### WHAT TO DO
Count how many lines in the data below contain the string "brick", with case counting. Reply with that number only.

### STORED RECORDS
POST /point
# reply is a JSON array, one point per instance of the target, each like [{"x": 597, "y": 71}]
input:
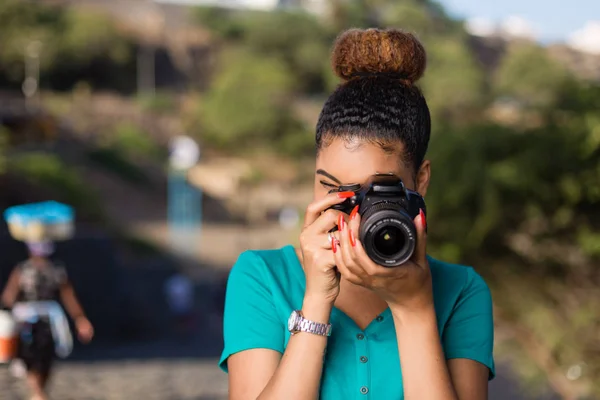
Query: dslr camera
[{"x": 387, "y": 210}]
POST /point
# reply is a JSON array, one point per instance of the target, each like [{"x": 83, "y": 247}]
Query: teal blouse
[{"x": 265, "y": 286}]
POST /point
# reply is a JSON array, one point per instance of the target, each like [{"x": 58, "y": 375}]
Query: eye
[{"x": 328, "y": 185}]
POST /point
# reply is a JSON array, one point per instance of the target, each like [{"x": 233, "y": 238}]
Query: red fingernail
[
  {"x": 341, "y": 222},
  {"x": 345, "y": 195},
  {"x": 354, "y": 212}
]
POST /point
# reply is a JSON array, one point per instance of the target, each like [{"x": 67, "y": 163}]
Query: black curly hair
[{"x": 378, "y": 102}]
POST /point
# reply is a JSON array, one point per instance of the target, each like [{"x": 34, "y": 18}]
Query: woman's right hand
[{"x": 322, "y": 277}]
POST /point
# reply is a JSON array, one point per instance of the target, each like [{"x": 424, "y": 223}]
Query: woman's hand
[
  {"x": 85, "y": 330},
  {"x": 406, "y": 287},
  {"x": 322, "y": 277}
]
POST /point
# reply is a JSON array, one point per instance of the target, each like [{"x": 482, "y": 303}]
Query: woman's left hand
[{"x": 407, "y": 286}]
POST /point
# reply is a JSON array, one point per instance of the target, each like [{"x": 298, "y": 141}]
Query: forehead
[{"x": 356, "y": 161}]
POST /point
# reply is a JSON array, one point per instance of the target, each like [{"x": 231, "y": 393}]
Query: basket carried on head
[{"x": 40, "y": 222}]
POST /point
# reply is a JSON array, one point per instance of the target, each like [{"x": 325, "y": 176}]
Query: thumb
[{"x": 420, "y": 254}]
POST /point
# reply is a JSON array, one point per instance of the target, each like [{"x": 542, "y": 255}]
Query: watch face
[{"x": 292, "y": 321}]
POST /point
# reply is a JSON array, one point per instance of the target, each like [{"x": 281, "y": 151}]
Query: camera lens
[
  {"x": 388, "y": 234},
  {"x": 389, "y": 240}
]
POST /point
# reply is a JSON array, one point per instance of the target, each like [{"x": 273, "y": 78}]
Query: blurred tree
[
  {"x": 523, "y": 207},
  {"x": 453, "y": 82},
  {"x": 249, "y": 103},
  {"x": 3, "y": 145},
  {"x": 75, "y": 45},
  {"x": 529, "y": 75}
]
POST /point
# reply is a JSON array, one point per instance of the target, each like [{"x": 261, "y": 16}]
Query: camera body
[{"x": 387, "y": 209}]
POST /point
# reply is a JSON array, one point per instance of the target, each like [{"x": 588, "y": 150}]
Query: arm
[
  {"x": 69, "y": 300},
  {"x": 9, "y": 295},
  {"x": 253, "y": 330},
  {"x": 467, "y": 346},
  {"x": 265, "y": 374},
  {"x": 408, "y": 290},
  {"x": 85, "y": 329}
]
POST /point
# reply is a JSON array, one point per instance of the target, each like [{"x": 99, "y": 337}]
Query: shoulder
[{"x": 456, "y": 284}]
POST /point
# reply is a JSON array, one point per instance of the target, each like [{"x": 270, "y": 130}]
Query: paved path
[{"x": 128, "y": 380}]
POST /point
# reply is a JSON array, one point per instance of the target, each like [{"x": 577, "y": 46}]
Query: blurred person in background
[
  {"x": 38, "y": 279},
  {"x": 179, "y": 291},
  {"x": 324, "y": 320}
]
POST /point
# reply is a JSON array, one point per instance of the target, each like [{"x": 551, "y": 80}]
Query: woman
[
  {"x": 420, "y": 331},
  {"x": 34, "y": 280}
]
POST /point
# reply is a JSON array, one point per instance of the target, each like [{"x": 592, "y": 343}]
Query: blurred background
[{"x": 181, "y": 131}]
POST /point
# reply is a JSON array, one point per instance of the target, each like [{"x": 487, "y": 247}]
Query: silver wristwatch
[{"x": 297, "y": 323}]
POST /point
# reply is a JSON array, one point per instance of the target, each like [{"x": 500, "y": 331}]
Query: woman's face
[{"x": 342, "y": 162}]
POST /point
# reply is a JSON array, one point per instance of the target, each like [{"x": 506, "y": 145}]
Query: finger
[
  {"x": 354, "y": 223},
  {"x": 314, "y": 210},
  {"x": 420, "y": 255},
  {"x": 346, "y": 273},
  {"x": 326, "y": 222},
  {"x": 348, "y": 241}
]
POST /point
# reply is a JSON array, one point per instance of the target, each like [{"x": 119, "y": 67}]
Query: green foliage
[
  {"x": 114, "y": 161},
  {"x": 132, "y": 141},
  {"x": 453, "y": 81},
  {"x": 248, "y": 103},
  {"x": 523, "y": 207},
  {"x": 70, "y": 41},
  {"x": 3, "y": 145},
  {"x": 48, "y": 171},
  {"x": 159, "y": 103},
  {"x": 528, "y": 74}
]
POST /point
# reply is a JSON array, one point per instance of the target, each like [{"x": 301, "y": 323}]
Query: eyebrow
[{"x": 328, "y": 175}]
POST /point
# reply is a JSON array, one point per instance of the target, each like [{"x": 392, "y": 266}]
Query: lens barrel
[{"x": 388, "y": 234}]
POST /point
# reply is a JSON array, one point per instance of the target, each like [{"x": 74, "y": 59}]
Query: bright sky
[{"x": 551, "y": 20}]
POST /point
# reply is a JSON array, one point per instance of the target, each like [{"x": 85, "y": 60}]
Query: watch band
[{"x": 301, "y": 324}]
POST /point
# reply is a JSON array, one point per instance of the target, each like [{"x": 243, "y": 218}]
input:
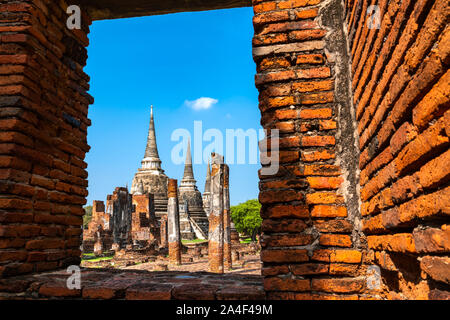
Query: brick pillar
[
  {"x": 215, "y": 235},
  {"x": 163, "y": 232},
  {"x": 226, "y": 219},
  {"x": 43, "y": 127},
  {"x": 173, "y": 223},
  {"x": 311, "y": 246}
]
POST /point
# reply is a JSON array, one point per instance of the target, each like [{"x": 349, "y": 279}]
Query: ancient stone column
[
  {"x": 226, "y": 219},
  {"x": 173, "y": 223},
  {"x": 163, "y": 232},
  {"x": 215, "y": 244}
]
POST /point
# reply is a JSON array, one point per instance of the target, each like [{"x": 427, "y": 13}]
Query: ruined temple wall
[
  {"x": 312, "y": 247},
  {"x": 400, "y": 81},
  {"x": 43, "y": 127}
]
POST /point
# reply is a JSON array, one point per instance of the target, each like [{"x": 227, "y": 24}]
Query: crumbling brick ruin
[{"x": 359, "y": 208}]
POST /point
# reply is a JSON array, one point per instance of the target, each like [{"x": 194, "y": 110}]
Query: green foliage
[
  {"x": 246, "y": 216},
  {"x": 87, "y": 216}
]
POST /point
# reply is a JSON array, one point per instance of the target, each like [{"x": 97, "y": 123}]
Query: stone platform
[{"x": 134, "y": 285}]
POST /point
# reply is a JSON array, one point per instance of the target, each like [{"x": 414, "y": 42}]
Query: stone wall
[
  {"x": 311, "y": 238},
  {"x": 43, "y": 127},
  {"x": 401, "y": 93},
  {"x": 379, "y": 96}
]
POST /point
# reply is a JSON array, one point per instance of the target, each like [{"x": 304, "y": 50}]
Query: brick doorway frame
[{"x": 314, "y": 242}]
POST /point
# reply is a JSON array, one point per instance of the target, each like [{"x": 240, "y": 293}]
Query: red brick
[
  {"x": 285, "y": 255},
  {"x": 335, "y": 240},
  {"x": 287, "y": 284}
]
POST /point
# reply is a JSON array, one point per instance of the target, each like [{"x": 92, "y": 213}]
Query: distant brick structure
[
  {"x": 359, "y": 208},
  {"x": 173, "y": 223}
]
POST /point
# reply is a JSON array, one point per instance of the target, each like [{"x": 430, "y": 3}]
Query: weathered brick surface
[
  {"x": 316, "y": 243},
  {"x": 299, "y": 69},
  {"x": 43, "y": 126},
  {"x": 401, "y": 93}
]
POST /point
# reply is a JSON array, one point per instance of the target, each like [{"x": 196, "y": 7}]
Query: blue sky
[{"x": 165, "y": 61}]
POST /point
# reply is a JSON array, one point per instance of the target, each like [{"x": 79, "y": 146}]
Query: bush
[{"x": 246, "y": 217}]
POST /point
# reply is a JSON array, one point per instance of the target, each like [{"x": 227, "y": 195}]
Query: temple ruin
[{"x": 358, "y": 210}]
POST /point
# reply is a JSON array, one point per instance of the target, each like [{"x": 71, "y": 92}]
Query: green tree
[
  {"x": 246, "y": 217},
  {"x": 87, "y": 216}
]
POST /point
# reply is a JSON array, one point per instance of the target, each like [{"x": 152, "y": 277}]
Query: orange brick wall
[
  {"x": 400, "y": 81},
  {"x": 43, "y": 127},
  {"x": 311, "y": 243}
]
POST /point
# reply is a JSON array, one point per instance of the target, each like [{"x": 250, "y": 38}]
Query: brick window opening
[{"x": 359, "y": 207}]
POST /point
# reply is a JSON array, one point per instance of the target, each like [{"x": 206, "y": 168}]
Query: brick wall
[
  {"x": 400, "y": 81},
  {"x": 312, "y": 242},
  {"x": 364, "y": 126},
  {"x": 43, "y": 127}
]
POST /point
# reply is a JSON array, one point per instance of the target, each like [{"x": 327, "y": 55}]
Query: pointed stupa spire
[
  {"x": 208, "y": 179},
  {"x": 151, "y": 159},
  {"x": 151, "y": 151},
  {"x": 188, "y": 171}
]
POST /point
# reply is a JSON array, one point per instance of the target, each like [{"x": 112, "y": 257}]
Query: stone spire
[
  {"x": 140, "y": 188},
  {"x": 208, "y": 179},
  {"x": 188, "y": 176},
  {"x": 151, "y": 159}
]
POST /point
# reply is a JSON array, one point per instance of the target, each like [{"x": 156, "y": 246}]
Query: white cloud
[{"x": 201, "y": 103}]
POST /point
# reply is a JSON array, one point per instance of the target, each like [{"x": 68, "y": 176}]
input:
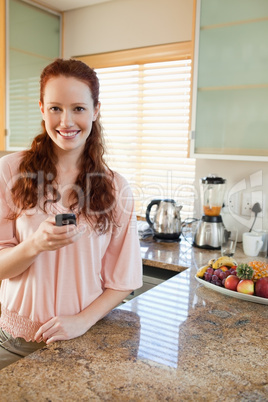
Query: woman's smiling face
[{"x": 68, "y": 112}]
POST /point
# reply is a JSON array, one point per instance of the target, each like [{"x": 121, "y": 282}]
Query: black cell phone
[{"x": 65, "y": 219}]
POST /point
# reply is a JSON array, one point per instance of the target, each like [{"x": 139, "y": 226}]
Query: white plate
[{"x": 232, "y": 293}]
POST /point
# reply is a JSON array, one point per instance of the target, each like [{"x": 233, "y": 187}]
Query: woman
[{"x": 58, "y": 281}]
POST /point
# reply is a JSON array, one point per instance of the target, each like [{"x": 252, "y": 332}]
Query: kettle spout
[{"x": 178, "y": 208}]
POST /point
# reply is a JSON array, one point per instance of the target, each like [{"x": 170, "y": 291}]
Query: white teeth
[{"x": 68, "y": 134}]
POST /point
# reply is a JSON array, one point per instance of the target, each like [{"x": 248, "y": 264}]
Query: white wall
[{"x": 125, "y": 24}]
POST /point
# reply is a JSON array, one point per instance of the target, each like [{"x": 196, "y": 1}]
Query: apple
[
  {"x": 261, "y": 287},
  {"x": 224, "y": 268},
  {"x": 246, "y": 286},
  {"x": 231, "y": 282}
]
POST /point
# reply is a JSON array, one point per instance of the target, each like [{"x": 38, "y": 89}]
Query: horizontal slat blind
[{"x": 145, "y": 113}]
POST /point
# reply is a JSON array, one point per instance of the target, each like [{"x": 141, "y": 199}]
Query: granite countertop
[{"x": 177, "y": 342}]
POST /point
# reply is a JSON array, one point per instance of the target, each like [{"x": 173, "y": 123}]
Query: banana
[
  {"x": 201, "y": 272},
  {"x": 211, "y": 262},
  {"x": 228, "y": 261}
]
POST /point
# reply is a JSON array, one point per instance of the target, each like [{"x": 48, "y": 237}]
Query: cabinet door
[
  {"x": 34, "y": 41},
  {"x": 230, "y": 88}
]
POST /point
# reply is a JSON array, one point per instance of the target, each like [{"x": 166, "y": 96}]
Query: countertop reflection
[{"x": 177, "y": 342}]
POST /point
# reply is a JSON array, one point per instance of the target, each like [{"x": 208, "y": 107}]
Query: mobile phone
[{"x": 65, "y": 219}]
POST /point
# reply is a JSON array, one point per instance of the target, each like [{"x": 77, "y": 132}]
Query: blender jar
[{"x": 212, "y": 194}]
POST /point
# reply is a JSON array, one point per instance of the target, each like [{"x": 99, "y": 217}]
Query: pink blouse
[{"x": 66, "y": 281}]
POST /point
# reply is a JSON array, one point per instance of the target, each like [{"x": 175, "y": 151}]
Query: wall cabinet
[
  {"x": 230, "y": 82},
  {"x": 33, "y": 41}
]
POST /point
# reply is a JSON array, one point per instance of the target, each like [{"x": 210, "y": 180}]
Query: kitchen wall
[{"x": 125, "y": 24}]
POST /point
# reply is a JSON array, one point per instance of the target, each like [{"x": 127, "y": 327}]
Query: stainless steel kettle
[{"x": 166, "y": 223}]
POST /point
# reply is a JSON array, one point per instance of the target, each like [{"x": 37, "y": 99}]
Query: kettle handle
[{"x": 148, "y": 210}]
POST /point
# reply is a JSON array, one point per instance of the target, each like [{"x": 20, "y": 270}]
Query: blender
[{"x": 210, "y": 228}]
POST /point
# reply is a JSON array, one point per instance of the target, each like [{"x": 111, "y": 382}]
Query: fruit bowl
[{"x": 232, "y": 293}]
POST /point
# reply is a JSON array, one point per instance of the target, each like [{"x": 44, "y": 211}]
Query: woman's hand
[
  {"x": 48, "y": 236},
  {"x": 59, "y": 329}
]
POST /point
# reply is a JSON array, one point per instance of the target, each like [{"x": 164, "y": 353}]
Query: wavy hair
[{"x": 37, "y": 184}]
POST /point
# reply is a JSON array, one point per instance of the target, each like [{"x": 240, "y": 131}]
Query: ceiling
[{"x": 65, "y": 5}]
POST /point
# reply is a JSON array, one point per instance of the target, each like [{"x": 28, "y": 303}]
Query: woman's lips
[{"x": 68, "y": 134}]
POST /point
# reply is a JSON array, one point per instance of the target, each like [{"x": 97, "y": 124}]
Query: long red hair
[{"x": 95, "y": 199}]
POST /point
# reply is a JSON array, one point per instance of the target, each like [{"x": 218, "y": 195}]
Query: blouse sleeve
[
  {"x": 7, "y": 227},
  {"x": 122, "y": 263}
]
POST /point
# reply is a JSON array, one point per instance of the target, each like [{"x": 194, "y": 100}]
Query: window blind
[{"x": 145, "y": 111}]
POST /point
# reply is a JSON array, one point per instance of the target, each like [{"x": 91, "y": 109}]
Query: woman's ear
[
  {"x": 96, "y": 111},
  {"x": 41, "y": 109}
]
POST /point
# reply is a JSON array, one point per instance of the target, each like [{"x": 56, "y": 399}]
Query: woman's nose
[{"x": 66, "y": 119}]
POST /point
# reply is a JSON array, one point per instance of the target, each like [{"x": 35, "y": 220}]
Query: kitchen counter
[
  {"x": 177, "y": 342},
  {"x": 179, "y": 256}
]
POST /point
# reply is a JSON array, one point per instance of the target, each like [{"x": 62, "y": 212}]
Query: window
[{"x": 145, "y": 111}]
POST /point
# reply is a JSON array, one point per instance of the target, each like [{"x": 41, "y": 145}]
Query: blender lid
[{"x": 213, "y": 179}]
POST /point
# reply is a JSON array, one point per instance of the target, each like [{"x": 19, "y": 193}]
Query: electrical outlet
[
  {"x": 234, "y": 203},
  {"x": 248, "y": 200}
]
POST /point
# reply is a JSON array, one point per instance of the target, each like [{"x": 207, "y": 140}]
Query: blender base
[{"x": 209, "y": 233}]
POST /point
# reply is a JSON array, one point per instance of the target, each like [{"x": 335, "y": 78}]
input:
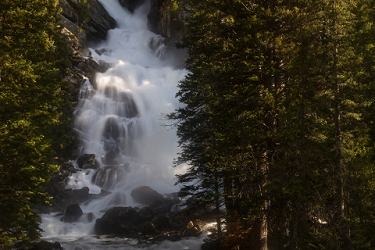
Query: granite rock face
[
  {"x": 131, "y": 5},
  {"x": 167, "y": 20},
  {"x": 89, "y": 23}
]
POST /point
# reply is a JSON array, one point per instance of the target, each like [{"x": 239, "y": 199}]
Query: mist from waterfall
[{"x": 118, "y": 118}]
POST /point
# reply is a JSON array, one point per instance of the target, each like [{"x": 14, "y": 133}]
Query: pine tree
[{"x": 35, "y": 111}]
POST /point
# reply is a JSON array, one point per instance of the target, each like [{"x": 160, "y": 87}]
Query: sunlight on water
[{"x": 119, "y": 114}]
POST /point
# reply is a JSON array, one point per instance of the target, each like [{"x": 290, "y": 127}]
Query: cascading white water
[{"x": 118, "y": 120}]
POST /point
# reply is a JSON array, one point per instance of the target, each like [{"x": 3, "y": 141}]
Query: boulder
[
  {"x": 72, "y": 213},
  {"x": 211, "y": 245},
  {"x": 66, "y": 197},
  {"x": 162, "y": 206},
  {"x": 147, "y": 228},
  {"x": 194, "y": 228},
  {"x": 131, "y": 5},
  {"x": 88, "y": 161},
  {"x": 118, "y": 220},
  {"x": 109, "y": 158},
  {"x": 105, "y": 177},
  {"x": 162, "y": 223},
  {"x": 89, "y": 23},
  {"x": 45, "y": 245},
  {"x": 145, "y": 195}
]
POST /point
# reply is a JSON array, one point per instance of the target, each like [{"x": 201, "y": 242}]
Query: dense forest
[
  {"x": 278, "y": 122},
  {"x": 35, "y": 111}
]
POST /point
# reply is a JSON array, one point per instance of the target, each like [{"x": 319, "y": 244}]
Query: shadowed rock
[
  {"x": 145, "y": 195},
  {"x": 72, "y": 213},
  {"x": 118, "y": 220},
  {"x": 88, "y": 161}
]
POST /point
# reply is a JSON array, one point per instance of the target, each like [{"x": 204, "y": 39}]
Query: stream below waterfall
[{"x": 118, "y": 118}]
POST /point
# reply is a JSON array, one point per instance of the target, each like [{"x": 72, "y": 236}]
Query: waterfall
[{"x": 118, "y": 120}]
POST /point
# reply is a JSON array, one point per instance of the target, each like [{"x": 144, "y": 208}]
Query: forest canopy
[
  {"x": 278, "y": 122},
  {"x": 35, "y": 111}
]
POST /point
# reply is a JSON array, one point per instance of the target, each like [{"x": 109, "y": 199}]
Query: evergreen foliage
[
  {"x": 35, "y": 111},
  {"x": 277, "y": 114}
]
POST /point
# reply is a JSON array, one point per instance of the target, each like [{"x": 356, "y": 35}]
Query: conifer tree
[{"x": 35, "y": 111}]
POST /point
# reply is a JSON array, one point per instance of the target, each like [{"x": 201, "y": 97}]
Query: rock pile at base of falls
[
  {"x": 154, "y": 222},
  {"x": 145, "y": 195}
]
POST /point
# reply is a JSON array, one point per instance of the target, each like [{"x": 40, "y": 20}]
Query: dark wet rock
[
  {"x": 194, "y": 228},
  {"x": 87, "y": 161},
  {"x": 90, "y": 65},
  {"x": 106, "y": 176},
  {"x": 104, "y": 192},
  {"x": 88, "y": 24},
  {"x": 146, "y": 214},
  {"x": 162, "y": 223},
  {"x": 131, "y": 5},
  {"x": 162, "y": 206},
  {"x": 45, "y": 245},
  {"x": 112, "y": 129},
  {"x": 174, "y": 237},
  {"x": 72, "y": 213},
  {"x": 118, "y": 220},
  {"x": 211, "y": 245},
  {"x": 145, "y": 195},
  {"x": 109, "y": 158},
  {"x": 69, "y": 196},
  {"x": 90, "y": 217},
  {"x": 147, "y": 228}
]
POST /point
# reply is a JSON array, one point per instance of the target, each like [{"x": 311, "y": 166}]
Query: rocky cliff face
[
  {"x": 85, "y": 24},
  {"x": 167, "y": 18},
  {"x": 131, "y": 5},
  {"x": 88, "y": 22}
]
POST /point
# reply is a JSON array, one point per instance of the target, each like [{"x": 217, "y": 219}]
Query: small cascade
[{"x": 118, "y": 121}]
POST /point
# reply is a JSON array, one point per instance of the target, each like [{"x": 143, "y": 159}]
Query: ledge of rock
[{"x": 145, "y": 195}]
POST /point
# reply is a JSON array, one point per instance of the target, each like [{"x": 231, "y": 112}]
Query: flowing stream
[{"x": 118, "y": 120}]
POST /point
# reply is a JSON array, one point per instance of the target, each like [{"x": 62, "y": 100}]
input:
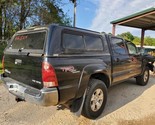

### SOLVED EXERCISE
9